» What you will do
Edit the rows that open with the line containing "Return the outline of every instance of the wooden" and close with the line containing "[[[4,293],[0,288],[0,300],[14,300],[14,299],[8,296],[6,293]]]", changing "wooden plank" to "timber board" and keeping everything else as it is. Give back only those lines.

********************

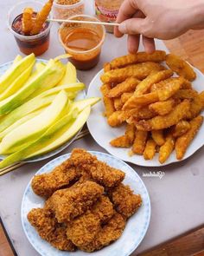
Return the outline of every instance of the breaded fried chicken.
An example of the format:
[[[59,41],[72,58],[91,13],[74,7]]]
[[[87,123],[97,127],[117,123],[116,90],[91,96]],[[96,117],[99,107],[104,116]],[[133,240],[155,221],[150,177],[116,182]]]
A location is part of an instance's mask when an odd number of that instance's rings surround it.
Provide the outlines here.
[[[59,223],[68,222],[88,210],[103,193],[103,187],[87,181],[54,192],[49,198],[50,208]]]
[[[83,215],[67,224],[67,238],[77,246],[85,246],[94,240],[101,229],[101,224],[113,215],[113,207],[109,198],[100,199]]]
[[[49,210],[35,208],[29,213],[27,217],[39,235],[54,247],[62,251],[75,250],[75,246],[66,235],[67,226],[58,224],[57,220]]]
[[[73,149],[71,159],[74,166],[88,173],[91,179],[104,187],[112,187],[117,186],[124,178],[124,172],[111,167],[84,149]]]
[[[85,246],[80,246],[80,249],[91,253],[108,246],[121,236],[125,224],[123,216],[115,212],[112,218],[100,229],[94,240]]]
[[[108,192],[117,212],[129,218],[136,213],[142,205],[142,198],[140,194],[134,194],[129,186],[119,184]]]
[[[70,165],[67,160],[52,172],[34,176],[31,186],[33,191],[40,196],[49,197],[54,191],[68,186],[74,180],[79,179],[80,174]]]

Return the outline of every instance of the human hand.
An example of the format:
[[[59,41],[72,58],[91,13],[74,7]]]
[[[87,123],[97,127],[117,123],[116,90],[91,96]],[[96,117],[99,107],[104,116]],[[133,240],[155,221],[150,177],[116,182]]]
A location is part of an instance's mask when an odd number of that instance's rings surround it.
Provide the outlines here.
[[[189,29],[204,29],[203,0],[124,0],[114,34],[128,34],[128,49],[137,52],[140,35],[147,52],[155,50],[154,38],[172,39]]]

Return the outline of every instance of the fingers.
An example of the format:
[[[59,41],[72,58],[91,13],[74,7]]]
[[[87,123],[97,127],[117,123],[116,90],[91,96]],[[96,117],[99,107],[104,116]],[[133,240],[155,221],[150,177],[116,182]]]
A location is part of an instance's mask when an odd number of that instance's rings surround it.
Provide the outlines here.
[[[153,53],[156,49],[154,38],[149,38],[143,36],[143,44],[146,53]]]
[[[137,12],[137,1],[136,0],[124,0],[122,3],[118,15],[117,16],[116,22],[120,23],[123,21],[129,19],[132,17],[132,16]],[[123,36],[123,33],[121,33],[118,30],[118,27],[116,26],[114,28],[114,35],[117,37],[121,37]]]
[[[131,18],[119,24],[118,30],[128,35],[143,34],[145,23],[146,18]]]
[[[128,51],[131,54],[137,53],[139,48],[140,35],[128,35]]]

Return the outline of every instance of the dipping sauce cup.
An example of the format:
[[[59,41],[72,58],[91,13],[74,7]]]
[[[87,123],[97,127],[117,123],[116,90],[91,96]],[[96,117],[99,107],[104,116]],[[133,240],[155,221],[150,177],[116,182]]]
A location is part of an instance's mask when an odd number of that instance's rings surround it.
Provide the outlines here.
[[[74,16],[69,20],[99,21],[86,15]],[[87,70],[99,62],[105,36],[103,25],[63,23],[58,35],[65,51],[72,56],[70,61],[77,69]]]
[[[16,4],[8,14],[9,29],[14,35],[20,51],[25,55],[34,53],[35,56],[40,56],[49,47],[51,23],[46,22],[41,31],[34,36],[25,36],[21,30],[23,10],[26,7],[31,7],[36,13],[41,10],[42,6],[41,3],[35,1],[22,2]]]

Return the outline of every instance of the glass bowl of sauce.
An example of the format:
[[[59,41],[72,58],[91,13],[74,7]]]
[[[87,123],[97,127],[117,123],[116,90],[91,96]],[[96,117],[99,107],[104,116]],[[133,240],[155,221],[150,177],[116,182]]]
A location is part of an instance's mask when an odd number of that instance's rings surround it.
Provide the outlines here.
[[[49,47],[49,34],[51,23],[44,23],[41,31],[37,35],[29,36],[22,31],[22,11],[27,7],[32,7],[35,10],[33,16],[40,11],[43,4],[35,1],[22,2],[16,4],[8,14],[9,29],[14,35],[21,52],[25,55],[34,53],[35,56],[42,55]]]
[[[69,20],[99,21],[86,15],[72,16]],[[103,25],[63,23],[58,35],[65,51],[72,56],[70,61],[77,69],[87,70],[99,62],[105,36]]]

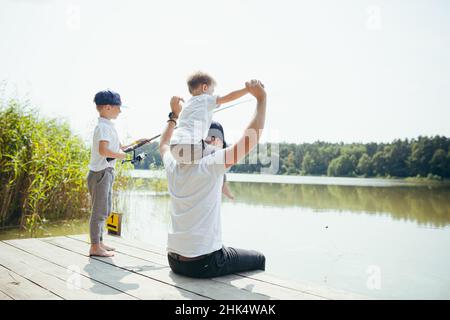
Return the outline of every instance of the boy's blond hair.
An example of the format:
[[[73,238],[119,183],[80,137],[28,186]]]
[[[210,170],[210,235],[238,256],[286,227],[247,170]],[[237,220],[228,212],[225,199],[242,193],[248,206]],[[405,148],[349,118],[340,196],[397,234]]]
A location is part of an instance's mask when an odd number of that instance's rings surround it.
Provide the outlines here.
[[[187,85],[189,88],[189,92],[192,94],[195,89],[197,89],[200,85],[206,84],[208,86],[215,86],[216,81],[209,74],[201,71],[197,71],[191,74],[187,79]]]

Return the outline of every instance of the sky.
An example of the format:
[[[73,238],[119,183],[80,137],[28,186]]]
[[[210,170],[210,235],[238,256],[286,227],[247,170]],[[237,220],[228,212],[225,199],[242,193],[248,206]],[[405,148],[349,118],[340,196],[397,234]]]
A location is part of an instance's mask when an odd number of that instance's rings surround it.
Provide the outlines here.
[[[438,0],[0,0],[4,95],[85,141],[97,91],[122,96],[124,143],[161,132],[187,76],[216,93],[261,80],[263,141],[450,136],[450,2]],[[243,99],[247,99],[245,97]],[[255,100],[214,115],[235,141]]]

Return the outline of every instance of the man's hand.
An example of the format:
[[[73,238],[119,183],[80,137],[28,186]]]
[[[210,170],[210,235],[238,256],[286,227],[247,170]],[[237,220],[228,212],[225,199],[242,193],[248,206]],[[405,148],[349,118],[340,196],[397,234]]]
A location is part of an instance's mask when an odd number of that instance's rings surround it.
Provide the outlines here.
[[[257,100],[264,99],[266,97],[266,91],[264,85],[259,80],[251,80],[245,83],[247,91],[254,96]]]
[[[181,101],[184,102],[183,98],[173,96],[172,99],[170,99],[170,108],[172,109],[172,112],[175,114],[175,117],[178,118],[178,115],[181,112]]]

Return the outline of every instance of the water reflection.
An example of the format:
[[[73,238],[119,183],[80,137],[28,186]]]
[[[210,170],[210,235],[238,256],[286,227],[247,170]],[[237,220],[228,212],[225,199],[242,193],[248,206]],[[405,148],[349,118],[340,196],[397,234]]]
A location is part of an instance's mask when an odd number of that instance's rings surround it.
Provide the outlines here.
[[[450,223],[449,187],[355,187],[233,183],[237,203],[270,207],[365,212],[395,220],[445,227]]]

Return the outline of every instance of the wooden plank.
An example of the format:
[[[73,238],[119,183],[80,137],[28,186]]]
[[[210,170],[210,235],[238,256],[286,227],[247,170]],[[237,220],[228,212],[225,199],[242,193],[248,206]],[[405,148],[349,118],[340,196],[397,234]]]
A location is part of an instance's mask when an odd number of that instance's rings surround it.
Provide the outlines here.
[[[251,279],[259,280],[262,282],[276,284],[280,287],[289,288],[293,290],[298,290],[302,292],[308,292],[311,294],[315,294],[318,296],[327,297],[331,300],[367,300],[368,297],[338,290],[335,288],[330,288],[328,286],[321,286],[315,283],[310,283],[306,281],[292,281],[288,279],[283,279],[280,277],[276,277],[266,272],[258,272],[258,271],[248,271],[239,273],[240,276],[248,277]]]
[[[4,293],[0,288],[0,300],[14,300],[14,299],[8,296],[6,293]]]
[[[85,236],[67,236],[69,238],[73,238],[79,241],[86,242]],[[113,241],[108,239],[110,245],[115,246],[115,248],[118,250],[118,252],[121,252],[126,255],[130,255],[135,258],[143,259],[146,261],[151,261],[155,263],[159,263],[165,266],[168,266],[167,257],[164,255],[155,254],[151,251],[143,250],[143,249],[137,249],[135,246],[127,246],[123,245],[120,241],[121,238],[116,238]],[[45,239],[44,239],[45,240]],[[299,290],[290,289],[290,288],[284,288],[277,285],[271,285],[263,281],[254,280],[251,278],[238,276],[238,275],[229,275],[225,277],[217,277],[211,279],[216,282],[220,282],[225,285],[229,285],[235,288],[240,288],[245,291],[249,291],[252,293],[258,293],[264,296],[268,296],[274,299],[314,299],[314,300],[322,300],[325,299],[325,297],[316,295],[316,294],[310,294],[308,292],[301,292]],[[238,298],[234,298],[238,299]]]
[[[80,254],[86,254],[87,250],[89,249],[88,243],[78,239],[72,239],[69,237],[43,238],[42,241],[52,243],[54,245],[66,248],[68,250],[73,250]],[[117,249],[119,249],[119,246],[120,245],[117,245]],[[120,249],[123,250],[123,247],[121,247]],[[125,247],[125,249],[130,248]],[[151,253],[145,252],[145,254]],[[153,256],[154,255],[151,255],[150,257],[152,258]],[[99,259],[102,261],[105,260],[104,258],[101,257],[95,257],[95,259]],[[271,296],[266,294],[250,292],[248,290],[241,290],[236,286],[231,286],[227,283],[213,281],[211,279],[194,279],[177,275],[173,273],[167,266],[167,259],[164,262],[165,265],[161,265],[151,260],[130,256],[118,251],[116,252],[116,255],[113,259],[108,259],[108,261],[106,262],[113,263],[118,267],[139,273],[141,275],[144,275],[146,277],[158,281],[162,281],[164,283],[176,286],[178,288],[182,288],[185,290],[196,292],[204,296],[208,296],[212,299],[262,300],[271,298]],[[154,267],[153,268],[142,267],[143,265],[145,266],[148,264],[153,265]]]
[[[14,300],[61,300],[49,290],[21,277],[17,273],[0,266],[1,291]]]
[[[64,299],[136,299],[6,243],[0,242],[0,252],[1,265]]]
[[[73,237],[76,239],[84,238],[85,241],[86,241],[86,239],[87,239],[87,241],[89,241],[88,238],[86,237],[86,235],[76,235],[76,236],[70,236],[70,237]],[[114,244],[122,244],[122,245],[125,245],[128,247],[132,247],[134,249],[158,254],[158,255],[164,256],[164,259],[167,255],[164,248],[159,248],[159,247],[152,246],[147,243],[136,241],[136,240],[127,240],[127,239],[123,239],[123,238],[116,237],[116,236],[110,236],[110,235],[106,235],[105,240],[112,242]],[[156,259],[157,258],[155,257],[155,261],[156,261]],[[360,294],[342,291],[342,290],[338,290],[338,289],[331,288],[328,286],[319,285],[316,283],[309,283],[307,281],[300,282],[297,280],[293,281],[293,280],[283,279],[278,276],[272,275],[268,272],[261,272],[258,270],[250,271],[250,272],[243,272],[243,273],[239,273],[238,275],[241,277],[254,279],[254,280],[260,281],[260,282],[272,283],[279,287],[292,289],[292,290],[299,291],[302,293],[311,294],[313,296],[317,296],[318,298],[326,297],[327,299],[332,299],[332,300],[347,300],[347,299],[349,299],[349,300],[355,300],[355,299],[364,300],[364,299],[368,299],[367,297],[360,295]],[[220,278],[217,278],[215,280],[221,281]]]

********************

» Reply
Return the outline of every instance of the timber board.
An example of the format:
[[[73,238],[119,183],[80,137],[28,186]]]
[[[210,170],[210,235],[238,256],[286,227],[247,170]],[[237,220],[228,212],[225,199],[242,193],[248,206]],[[405,148],[349,118],[340,196],[397,234]]]
A location is part of an instance's mask when an odd number of that instance's rings surround it.
Provide the outlines here.
[[[251,279],[259,280],[262,282],[276,284],[280,287],[289,288],[293,290],[298,290],[302,292],[308,292],[311,294],[315,294],[318,296],[327,297],[331,300],[367,300],[368,297],[338,290],[335,288],[330,288],[328,286],[321,286],[315,283],[310,283],[306,281],[292,281],[288,279],[283,279],[280,277],[276,277],[266,272],[258,272],[258,271],[248,271],[239,273],[240,276],[248,277]]]
[[[4,293],[0,288],[0,300],[14,300],[14,299],[8,296],[6,293]]]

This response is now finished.